*Instructions for the task*. Transcribe the records from the line containing "For each instance of the winglet" onward, up to and including the final line, exactly and without anything else.

*Source data*.
Segment Open
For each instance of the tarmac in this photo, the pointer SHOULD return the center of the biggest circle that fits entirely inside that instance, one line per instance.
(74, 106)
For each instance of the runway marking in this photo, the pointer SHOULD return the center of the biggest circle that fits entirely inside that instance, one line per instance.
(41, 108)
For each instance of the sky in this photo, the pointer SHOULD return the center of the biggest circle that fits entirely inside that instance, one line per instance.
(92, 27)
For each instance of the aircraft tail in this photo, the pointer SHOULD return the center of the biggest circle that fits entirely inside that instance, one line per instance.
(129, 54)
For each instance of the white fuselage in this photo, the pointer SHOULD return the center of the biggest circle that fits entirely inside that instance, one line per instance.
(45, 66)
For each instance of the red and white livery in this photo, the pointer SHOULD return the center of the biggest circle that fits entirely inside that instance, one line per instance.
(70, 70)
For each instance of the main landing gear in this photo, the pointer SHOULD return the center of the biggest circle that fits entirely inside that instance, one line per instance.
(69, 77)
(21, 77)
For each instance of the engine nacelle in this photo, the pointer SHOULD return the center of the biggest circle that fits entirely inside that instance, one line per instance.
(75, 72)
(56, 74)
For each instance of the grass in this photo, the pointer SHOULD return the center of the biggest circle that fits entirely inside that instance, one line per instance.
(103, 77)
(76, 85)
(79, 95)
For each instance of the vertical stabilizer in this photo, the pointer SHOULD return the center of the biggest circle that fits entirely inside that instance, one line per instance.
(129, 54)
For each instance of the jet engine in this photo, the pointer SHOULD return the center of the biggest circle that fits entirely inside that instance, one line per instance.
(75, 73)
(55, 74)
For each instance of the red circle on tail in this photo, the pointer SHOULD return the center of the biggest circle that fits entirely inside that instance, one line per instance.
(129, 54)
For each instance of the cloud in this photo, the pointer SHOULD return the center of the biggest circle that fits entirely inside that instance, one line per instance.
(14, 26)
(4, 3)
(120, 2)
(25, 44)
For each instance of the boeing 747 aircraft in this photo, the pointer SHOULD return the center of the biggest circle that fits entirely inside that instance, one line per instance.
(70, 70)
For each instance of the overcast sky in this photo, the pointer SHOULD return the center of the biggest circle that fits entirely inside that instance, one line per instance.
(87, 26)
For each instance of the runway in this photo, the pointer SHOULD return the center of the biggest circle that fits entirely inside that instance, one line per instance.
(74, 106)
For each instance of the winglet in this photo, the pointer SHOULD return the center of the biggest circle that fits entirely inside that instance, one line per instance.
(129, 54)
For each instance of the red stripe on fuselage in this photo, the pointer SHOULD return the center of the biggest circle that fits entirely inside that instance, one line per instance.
Segment Closed
*Answer space*.
For each instance of the winglet in this photo, the pointer SHOULD return the center of the biggest circle that fits entirely inside that instance, one line per instance.
(129, 54)
For each instance of the red stripe on fuselage in this photo, the pointer SHOULD return the center of the biggest circle that fits entirely inside that instance, one line per instance.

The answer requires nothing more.